PROMPT:
Gather every line of the entries below that contains the string "glove", matching case exactly.

EXERCISE MATERIAL:
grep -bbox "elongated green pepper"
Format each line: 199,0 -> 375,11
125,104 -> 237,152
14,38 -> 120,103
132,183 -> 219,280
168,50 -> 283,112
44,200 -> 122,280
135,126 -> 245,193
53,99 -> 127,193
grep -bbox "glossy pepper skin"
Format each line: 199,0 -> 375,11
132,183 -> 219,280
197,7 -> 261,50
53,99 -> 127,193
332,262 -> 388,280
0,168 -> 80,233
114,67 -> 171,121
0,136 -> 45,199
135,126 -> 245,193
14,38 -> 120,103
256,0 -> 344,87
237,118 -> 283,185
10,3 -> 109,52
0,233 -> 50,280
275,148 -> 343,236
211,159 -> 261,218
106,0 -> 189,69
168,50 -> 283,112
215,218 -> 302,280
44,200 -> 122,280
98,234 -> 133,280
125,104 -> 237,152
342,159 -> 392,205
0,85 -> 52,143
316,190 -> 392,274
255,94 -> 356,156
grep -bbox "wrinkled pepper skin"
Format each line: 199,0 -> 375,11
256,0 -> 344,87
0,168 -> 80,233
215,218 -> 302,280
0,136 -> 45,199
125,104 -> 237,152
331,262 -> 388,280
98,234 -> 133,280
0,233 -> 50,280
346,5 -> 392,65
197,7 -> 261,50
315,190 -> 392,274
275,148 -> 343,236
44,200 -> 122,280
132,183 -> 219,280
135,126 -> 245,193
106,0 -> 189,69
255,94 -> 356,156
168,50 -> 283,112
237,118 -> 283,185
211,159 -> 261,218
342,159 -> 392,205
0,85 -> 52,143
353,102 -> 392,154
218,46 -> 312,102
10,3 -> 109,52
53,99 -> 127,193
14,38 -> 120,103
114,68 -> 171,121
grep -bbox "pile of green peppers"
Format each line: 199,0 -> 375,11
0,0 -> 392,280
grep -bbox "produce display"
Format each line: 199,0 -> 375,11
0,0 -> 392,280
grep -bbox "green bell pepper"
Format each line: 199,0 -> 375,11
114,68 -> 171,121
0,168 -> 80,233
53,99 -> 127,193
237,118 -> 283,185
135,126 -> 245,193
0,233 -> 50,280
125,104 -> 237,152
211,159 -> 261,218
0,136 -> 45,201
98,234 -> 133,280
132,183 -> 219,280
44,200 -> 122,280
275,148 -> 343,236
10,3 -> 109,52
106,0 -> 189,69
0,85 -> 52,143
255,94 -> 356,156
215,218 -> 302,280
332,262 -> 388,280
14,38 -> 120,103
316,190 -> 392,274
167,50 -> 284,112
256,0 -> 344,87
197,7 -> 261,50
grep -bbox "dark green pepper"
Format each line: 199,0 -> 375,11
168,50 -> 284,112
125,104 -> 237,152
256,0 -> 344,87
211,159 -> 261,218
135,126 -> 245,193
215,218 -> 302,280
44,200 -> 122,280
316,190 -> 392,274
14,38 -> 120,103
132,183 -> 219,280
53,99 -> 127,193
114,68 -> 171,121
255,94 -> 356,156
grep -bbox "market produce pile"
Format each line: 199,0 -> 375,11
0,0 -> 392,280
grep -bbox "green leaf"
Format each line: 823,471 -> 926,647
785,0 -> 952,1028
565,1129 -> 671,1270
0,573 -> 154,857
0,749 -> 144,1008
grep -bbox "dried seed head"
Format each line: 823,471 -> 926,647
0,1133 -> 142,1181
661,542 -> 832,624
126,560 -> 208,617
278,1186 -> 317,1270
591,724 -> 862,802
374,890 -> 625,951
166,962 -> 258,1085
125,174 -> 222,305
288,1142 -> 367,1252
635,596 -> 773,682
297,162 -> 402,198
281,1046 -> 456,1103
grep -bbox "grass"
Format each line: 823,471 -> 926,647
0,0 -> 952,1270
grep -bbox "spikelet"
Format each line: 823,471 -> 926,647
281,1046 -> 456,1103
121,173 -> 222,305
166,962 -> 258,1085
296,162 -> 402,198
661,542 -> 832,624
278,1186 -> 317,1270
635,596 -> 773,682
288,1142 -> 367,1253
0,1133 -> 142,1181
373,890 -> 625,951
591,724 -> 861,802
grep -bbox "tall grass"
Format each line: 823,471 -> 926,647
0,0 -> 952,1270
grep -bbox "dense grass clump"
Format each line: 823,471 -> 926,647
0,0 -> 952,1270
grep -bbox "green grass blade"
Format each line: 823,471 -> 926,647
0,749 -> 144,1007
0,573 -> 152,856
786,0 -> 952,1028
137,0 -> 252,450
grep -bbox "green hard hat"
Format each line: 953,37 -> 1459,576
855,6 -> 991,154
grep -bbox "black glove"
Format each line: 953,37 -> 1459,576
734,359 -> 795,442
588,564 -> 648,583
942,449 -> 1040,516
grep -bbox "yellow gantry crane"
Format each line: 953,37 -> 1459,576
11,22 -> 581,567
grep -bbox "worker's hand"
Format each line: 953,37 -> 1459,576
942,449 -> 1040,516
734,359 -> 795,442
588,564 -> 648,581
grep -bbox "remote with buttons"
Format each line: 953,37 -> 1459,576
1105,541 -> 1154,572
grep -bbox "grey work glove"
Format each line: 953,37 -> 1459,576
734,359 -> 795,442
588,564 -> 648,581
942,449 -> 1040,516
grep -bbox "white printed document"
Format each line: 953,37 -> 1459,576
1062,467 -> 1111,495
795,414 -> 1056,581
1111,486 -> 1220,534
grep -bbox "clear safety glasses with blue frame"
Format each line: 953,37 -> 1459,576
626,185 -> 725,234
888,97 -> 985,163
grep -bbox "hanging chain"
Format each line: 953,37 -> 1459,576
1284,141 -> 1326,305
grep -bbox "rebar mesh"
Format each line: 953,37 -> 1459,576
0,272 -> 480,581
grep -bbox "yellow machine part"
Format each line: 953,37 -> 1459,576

WRITTEN RESPONSE:
grep -bbox "black glove"
grep -bbox "grey work glove"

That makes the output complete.